[Stored data entries]
++++++++++++++++++++
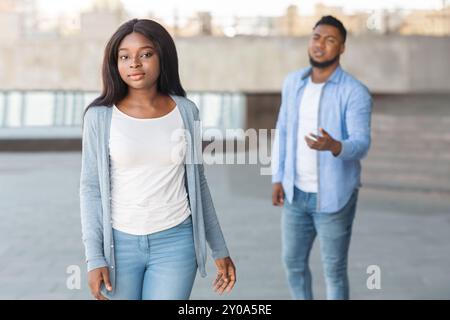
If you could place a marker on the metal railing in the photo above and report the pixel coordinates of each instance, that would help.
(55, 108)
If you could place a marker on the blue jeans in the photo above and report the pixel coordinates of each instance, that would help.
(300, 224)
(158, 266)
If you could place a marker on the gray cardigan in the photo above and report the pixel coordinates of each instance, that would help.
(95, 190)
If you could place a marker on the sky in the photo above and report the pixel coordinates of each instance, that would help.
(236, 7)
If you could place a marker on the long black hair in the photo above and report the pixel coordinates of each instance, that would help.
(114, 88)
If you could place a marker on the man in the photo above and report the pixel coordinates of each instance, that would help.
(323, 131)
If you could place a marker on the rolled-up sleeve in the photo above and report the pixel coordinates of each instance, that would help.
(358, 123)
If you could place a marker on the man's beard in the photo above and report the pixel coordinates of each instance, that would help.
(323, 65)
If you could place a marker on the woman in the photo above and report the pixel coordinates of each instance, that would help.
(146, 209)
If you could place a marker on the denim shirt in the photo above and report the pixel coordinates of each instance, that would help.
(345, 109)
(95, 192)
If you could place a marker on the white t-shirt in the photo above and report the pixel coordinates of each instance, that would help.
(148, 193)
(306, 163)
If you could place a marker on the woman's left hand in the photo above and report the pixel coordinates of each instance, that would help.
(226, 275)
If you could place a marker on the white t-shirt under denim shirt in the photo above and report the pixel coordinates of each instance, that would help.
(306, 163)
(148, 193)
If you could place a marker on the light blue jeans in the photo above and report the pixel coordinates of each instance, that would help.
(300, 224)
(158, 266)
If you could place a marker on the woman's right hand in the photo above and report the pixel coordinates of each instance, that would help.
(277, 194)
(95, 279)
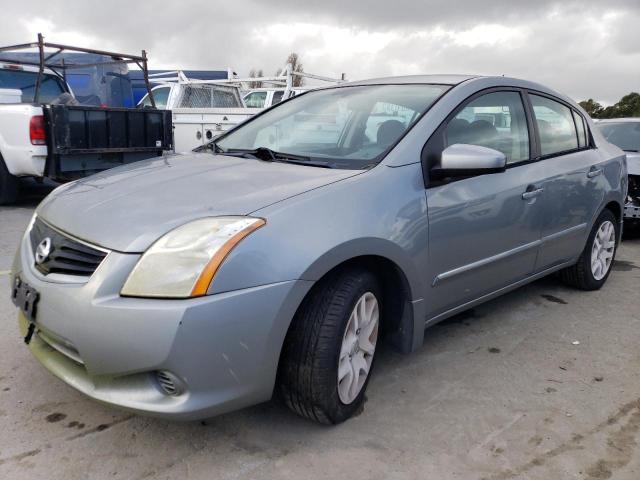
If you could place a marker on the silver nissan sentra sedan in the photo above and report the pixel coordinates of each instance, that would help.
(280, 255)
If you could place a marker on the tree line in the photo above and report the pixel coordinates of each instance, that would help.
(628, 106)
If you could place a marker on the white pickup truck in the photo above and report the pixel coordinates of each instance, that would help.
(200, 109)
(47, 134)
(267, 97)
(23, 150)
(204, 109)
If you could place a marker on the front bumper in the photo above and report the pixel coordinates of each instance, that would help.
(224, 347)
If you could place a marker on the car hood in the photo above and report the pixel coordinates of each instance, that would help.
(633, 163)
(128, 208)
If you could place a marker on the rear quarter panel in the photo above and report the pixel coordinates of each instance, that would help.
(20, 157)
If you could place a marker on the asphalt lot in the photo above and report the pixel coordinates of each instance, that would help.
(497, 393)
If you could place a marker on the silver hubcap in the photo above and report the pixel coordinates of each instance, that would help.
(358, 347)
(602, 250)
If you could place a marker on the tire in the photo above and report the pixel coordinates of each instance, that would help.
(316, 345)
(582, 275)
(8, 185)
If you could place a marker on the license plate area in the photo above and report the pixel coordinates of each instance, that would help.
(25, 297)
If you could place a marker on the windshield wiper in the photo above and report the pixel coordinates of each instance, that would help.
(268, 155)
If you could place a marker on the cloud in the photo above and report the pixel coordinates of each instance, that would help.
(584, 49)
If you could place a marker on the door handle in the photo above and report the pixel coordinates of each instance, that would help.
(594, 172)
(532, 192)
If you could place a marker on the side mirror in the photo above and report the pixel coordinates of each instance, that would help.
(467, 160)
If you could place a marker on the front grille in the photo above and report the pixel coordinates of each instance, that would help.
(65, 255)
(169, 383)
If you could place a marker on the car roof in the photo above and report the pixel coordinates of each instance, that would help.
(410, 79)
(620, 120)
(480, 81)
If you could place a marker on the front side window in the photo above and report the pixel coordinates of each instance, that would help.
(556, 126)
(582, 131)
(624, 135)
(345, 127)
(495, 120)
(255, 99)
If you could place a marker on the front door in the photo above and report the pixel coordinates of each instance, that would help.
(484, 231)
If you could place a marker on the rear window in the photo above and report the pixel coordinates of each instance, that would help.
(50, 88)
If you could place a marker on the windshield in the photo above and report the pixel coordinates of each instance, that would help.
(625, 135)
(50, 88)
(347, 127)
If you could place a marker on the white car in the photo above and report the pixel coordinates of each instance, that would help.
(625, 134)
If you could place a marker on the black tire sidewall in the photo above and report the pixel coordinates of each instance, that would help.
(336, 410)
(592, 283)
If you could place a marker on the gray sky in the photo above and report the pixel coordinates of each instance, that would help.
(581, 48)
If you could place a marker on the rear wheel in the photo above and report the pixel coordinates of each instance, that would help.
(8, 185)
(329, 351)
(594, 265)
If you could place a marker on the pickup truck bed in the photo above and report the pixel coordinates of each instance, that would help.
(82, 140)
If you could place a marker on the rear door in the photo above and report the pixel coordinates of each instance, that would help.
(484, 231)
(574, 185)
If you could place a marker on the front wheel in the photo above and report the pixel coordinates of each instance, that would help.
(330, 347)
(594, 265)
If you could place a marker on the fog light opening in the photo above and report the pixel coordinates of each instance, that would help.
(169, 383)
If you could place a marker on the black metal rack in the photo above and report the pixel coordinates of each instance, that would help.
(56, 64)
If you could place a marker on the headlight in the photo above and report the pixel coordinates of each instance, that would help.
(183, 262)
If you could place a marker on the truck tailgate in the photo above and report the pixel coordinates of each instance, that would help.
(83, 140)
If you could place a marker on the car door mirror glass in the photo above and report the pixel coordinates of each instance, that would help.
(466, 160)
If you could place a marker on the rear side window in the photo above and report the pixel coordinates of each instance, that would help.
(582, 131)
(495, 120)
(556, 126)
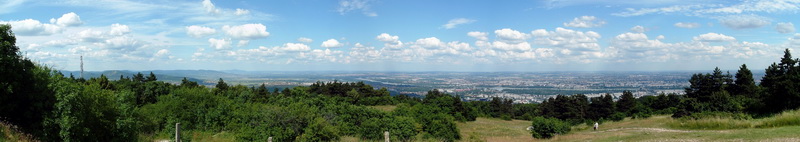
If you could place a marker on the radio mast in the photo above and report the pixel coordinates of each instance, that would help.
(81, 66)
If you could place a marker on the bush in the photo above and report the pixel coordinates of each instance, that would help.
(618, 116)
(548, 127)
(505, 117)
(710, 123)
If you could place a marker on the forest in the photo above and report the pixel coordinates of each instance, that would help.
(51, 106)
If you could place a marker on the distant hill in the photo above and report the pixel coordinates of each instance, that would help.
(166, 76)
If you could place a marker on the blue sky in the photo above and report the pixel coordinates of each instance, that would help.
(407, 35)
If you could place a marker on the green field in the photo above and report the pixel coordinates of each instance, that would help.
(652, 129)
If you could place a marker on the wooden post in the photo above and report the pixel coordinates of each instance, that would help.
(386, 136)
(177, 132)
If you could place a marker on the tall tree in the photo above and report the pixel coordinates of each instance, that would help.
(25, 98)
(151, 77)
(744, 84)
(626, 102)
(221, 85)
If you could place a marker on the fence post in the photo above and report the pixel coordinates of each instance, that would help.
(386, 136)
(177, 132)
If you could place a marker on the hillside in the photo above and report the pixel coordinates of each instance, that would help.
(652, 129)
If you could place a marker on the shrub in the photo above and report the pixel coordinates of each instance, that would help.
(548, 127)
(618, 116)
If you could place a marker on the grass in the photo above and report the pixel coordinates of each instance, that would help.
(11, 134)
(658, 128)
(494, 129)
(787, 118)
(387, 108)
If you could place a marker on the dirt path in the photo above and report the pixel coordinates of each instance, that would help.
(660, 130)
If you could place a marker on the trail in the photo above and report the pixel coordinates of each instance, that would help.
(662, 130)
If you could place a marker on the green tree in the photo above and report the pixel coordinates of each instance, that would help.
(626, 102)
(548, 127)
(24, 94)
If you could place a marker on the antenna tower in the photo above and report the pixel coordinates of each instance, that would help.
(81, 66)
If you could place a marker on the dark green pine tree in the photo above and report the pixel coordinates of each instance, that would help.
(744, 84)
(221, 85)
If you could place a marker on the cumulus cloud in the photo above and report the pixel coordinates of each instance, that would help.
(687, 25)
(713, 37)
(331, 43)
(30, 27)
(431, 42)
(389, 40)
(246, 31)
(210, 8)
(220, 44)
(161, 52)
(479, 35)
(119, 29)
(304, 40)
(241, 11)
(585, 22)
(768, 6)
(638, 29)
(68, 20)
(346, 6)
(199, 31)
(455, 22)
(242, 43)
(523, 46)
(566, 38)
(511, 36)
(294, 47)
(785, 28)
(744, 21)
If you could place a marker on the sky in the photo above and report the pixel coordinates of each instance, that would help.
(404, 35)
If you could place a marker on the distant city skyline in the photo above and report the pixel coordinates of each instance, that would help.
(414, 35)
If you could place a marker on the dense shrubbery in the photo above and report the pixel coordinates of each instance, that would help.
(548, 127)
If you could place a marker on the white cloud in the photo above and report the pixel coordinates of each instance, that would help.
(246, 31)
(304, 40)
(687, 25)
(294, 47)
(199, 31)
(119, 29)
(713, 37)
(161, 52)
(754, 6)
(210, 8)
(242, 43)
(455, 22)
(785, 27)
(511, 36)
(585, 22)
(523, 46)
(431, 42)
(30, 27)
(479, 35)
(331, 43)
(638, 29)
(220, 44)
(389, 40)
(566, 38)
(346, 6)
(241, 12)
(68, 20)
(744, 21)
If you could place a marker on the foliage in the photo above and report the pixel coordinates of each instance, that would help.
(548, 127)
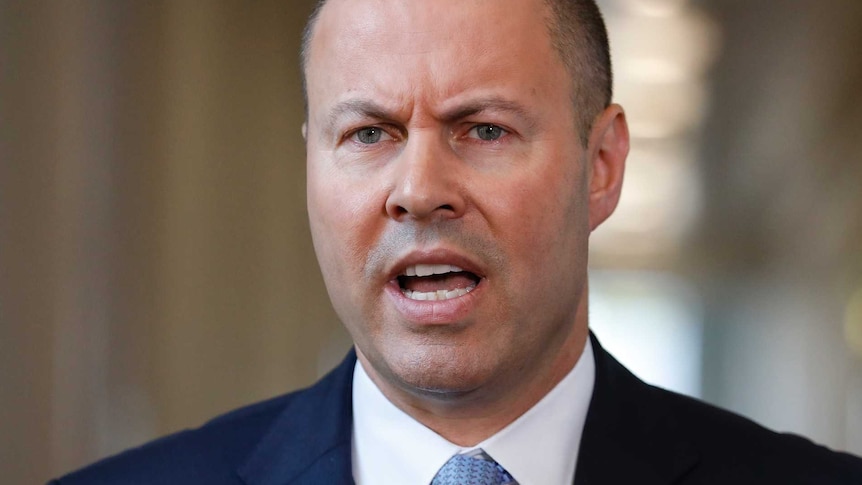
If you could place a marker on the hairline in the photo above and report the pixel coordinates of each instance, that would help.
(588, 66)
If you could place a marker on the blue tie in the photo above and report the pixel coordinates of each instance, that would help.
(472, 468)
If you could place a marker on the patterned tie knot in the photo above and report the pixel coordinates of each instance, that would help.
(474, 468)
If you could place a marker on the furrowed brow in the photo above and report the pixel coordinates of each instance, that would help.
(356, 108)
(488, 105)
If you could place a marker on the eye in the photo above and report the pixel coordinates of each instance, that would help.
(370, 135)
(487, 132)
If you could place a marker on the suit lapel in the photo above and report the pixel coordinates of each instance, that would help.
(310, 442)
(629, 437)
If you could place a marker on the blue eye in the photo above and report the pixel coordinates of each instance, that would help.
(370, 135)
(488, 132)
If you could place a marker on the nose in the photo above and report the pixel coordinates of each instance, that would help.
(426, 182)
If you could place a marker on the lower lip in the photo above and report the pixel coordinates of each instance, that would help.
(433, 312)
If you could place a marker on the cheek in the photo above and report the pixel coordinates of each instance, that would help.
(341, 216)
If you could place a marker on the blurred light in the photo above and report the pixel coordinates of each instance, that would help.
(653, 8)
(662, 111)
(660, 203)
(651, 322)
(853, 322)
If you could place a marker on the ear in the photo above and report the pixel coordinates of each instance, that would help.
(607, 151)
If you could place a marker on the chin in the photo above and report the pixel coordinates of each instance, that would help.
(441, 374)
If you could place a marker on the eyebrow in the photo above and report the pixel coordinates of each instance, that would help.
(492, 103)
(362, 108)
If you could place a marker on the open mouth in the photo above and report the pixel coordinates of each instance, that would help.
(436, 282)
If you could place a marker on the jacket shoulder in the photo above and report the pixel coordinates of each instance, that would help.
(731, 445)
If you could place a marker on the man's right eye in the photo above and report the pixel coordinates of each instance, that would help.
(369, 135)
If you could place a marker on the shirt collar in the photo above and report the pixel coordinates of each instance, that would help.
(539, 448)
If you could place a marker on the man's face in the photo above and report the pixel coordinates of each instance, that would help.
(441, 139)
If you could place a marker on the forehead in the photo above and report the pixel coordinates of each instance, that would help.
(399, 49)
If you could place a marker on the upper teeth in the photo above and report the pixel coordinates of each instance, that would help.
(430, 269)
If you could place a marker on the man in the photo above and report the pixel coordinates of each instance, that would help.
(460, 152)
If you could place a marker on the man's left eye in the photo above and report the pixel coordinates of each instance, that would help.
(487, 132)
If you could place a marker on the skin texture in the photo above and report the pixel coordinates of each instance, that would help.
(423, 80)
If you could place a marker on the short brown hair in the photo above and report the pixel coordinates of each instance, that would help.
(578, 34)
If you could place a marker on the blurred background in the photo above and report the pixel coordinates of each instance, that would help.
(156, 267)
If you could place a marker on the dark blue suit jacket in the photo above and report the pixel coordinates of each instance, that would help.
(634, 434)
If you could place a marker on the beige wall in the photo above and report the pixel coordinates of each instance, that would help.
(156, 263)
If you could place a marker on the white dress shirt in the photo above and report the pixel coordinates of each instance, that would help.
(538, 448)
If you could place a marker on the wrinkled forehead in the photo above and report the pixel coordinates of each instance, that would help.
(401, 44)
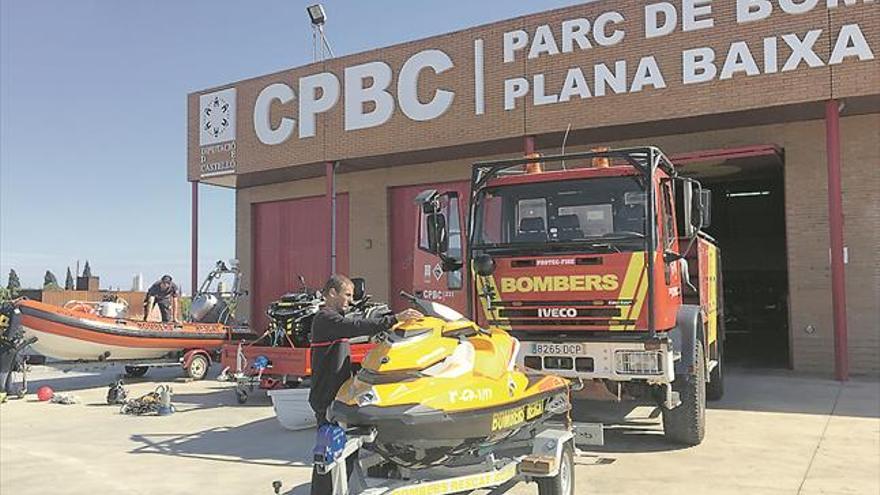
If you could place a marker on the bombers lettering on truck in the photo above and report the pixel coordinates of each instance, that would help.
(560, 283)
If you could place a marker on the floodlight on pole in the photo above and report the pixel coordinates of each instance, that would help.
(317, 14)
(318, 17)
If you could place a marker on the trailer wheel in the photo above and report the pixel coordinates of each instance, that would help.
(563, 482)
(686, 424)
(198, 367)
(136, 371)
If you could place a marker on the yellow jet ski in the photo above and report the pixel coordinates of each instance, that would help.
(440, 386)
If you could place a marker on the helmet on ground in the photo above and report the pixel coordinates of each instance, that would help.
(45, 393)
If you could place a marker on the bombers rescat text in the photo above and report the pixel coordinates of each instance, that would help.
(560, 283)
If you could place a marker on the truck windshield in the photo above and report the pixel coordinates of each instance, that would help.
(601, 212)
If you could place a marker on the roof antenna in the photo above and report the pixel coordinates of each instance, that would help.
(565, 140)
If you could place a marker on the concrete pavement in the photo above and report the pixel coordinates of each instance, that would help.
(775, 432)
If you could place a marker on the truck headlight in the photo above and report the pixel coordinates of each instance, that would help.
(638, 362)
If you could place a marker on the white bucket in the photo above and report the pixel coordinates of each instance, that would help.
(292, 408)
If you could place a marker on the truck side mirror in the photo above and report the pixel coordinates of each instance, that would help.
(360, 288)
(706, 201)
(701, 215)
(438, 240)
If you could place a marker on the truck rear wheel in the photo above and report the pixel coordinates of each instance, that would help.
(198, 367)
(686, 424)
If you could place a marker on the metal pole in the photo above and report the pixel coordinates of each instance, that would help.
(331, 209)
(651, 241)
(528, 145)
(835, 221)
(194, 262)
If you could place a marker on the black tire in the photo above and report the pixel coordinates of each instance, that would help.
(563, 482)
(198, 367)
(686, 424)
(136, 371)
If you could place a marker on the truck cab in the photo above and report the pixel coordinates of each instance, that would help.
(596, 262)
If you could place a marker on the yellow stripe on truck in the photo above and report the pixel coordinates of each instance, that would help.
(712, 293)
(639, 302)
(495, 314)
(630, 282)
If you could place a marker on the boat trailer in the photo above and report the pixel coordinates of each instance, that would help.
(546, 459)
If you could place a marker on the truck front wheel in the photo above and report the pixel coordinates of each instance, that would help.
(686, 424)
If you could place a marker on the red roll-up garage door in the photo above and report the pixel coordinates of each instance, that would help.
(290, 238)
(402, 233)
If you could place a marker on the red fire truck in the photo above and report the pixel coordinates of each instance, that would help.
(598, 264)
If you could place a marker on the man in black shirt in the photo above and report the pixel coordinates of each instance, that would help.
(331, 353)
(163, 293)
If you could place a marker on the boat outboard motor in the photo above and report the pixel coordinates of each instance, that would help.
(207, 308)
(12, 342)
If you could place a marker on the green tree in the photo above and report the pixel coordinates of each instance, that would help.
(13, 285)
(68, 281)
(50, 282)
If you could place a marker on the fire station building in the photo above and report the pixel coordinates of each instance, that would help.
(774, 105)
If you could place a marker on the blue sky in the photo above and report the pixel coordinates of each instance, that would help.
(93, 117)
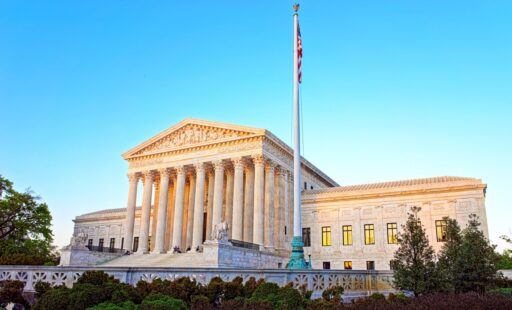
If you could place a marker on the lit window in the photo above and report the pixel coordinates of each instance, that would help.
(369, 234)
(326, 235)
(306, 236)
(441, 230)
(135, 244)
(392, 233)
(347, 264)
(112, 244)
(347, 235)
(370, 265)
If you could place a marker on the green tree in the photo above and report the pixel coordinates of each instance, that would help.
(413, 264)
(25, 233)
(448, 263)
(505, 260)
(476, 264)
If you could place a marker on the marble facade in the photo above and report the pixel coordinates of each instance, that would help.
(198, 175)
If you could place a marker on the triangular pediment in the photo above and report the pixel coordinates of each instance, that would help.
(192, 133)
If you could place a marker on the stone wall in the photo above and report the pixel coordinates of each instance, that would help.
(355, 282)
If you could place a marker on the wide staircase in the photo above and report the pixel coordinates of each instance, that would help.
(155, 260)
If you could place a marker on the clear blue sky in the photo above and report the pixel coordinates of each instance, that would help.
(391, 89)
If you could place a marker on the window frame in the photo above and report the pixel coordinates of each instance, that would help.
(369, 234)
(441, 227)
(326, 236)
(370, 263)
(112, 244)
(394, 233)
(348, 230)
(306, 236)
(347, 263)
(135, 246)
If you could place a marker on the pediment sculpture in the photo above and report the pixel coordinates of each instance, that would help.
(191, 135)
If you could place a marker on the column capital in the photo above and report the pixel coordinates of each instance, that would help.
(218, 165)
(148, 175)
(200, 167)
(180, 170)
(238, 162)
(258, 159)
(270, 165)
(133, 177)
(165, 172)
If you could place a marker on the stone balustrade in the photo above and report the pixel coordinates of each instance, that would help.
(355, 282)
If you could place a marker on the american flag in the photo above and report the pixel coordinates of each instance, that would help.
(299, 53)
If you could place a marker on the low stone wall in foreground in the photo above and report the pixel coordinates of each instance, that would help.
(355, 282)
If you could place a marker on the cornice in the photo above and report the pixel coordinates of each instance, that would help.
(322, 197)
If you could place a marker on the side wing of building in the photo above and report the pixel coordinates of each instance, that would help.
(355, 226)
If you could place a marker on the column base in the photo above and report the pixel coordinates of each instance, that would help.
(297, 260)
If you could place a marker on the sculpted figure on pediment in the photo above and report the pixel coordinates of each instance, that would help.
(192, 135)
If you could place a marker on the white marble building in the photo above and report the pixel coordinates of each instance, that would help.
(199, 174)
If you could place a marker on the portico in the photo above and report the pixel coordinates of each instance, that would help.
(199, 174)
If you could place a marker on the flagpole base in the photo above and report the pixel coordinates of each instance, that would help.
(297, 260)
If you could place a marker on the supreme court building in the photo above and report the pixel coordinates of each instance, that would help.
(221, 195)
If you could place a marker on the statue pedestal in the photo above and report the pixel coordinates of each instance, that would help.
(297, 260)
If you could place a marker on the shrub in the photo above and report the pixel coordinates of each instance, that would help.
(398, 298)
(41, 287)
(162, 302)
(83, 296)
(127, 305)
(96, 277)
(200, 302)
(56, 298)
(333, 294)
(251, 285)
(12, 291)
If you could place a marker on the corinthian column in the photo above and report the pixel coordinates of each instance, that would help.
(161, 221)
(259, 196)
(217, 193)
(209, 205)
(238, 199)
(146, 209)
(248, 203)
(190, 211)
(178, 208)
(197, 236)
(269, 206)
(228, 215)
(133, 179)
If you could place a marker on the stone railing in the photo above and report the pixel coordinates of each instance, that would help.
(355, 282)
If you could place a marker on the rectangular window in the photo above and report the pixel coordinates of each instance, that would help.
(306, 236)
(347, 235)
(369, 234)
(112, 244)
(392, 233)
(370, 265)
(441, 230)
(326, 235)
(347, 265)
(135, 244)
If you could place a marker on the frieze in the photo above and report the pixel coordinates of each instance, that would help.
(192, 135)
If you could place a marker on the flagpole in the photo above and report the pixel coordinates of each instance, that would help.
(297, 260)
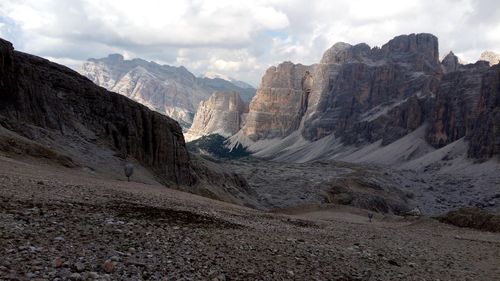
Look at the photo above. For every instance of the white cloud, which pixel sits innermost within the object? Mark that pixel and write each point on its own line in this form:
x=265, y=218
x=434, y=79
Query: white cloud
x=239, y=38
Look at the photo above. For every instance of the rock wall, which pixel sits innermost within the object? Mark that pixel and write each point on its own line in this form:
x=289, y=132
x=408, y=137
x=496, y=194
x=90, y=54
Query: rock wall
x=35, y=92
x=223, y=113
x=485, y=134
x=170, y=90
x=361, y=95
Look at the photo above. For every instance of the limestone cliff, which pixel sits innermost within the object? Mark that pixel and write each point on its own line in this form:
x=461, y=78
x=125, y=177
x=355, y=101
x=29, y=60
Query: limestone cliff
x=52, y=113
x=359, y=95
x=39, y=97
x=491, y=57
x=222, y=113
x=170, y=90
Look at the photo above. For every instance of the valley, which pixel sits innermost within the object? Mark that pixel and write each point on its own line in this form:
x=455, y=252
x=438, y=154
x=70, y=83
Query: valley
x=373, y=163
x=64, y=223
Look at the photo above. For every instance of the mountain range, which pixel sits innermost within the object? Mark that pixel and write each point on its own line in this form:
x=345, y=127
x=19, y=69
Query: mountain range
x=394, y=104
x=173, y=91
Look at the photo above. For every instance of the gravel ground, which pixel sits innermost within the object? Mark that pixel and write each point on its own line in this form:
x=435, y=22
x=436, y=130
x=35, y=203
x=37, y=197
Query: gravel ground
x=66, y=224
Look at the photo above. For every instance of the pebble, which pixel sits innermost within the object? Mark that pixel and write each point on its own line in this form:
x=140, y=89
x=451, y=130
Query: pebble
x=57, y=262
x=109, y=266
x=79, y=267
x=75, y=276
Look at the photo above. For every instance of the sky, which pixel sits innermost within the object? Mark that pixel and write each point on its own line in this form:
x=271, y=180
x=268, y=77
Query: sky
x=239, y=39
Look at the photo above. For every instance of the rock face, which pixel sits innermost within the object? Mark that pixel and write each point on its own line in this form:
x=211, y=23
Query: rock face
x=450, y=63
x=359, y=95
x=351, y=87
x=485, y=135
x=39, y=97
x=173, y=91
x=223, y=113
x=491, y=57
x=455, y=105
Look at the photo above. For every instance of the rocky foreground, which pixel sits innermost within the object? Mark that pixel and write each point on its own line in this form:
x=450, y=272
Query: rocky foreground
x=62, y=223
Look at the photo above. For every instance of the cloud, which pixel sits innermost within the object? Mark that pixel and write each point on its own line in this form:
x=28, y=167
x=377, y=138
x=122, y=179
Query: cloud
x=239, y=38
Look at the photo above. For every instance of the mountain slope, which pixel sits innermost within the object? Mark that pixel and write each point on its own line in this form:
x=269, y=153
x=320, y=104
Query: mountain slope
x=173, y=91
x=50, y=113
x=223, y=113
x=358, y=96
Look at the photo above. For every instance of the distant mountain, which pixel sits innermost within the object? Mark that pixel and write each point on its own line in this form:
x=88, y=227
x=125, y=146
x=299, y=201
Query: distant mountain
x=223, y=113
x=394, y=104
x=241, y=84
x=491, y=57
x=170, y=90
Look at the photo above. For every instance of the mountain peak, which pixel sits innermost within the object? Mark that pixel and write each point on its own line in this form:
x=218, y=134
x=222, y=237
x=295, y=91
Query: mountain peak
++++++++++++++++++++
TASK DESCRIPTION. Among the lines above, count those containing "peak" and give only that count.

RESULT FOR THIS TASK. 2